Short exercise —
Reproduce the data below line for line, changing nothing.

--- begin Entries ---

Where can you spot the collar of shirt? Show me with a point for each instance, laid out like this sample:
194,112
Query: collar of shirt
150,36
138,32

--- end Entries ---

Output for this task —
Where can you spot the collar of shirt? Show me with a point for each instance, laid out like this sample:
194,112
Query: collar of shirt
150,36
138,32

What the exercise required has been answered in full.